PROBLEM TO SOLVE ▸
Summarize the duplicate emails page in two sentences.

PAGE TEXT ▸
Duplicate Emails - Solution & Explanation

EasyDatabase9 min readAsked at: Amazon, Microsoft, Meta +4

Problem Statement

Table: Person

+-------------+---------+
| Column Name | Type    |
+-------------+---------+
| id          | int     |
| email       | varchar |
+-------------+---------+
id is the primary key (column with unique values) for this table.
Each row of this table contains an email. The emails will not contain uppercase letters.

Write a solution to report all the duplicate emails. Note that it's guaranteed that the email field is not NULL.

Return the result table in any order.

The result format is in the following example.

Example 1:

Input: 
Person table:
+----+---------+
| id | email   |
+----+---------+
| 1  | a@b.com |
| 2  | c@d.com |
| 3  | a@b.com |
+----+---------+
Output: 
+---------+
| Email   |
+---------+
| a@b.com |
+---------+
Explanation: a@b.com is repeated two times.

Approach Overview

Problem Overview: You are given a Person table containing email addresses. The goal is to return all email values that appear more than once. Each duplicate email should appear only once in the output.

This problem tests basic database querying skills. You need to identify repeated values in a column, which is a common pattern in database interviews and production analytics queries.

Approach 1: Using GROUP BY and HAVING Clause (O(n) time, O(k) space)

DATA ▸
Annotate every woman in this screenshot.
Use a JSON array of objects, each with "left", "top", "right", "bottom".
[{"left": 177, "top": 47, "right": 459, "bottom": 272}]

ANSWER TO THE PROBLEM ▸
The page poses a database problem: given a Person table whose id is the primary key and whose email values contain no uppercase letters and are never NULL, report each email that appears more than once, listing every duplicate only once and in any order. It describes this as a test of basic querying skills, a common pattern in database interviews and production analytics queries, and names a first approach using GROUP BY and HAVING with O(n) time and O(k) space.